Answer these questions using the post on the Matthew Limon case:
(a) How old was Matthew Limon?
(b) Which court case does the second paragraph name?
(c) To which two offenses does the final paragraph say the act can be equivalent?

[TEXT SEGMENT]
## Start

Saturday, October 22, 2005

The Best Days of His Life

Good news this week. Matthew Limon, the 18 year old who was jailed in Kansas for performing consensual oral sex on a 15 year old boy, does not have to serve his 17 year sentence and was finally set free. The bad news is that it took over five years and multiple refused appeals for this to happen. Believe it, this kid has been in jail for five years not because he blew a minor (that only results in 18 months if you are a heterosexual) but because he blew a minor boy.

The craziness of this case for me is why? Don't get me wrong, rules are rules and we have to protect our youth from dodgy folks who would want nothing more than to lie cheat and steal their way into a tender boy's pants. Especially when the little thing isn't armed with the necessary information to protect himself (the benefits of a good broad based sex education in the moral halls of the Kansas school system is a topic for a different post.) I am also not naive to think that the courts in these cases are considering Mr. Limon specifically when determining their verdict but rather what the larger precedent will be should they agree or dissent. Although, in truth, Lawrence v. Kansas earlier this decade did nothing to help poor Matthew.

But it was the reasoning behind the larger sentence that has me miffed. The lawyers would have you believe that the homosexual act must be considered in a graver light because of the higher risk of transmitting AIDS and other STD's. The homosexual act, it seems, carries with it a higher emotional brand that leaves a deeper emotional scar than heterosexual statuatory rape. As assumed card carrying members of pestilence and destruction, an act of barely-legal boy on boy oral sex can be equivalent to armed robbery or aggravated assault. Are we never going to get out from under this rock?

## End

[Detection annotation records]
## Start

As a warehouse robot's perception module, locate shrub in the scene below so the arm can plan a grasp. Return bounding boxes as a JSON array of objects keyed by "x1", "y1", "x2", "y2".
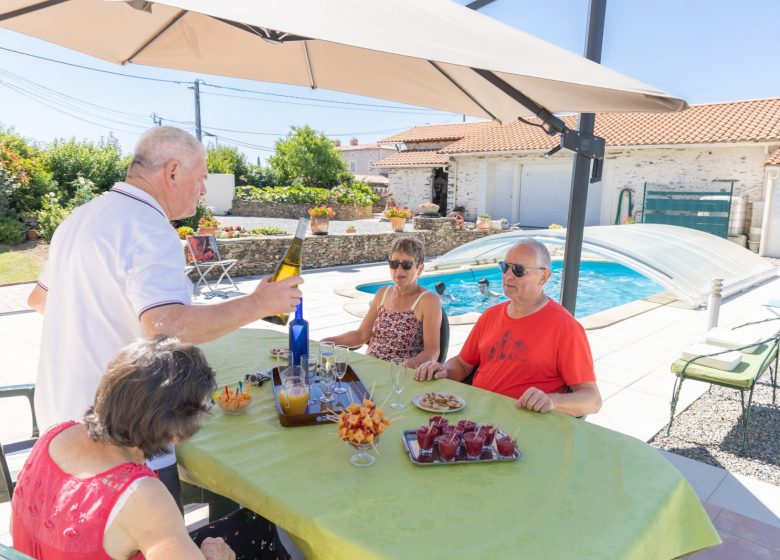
[
  {"x1": 247, "y1": 226, "x2": 287, "y2": 235},
  {"x1": 43, "y1": 136, "x2": 130, "y2": 200},
  {"x1": 0, "y1": 216, "x2": 24, "y2": 245},
  {"x1": 38, "y1": 192, "x2": 71, "y2": 241},
  {"x1": 176, "y1": 226, "x2": 195, "y2": 239}
]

## End

[ANSWER TO THE TASK]
(a) 18 years old
(b) Lawrence v. Kansas
(c) Armed robbery or aggravated assault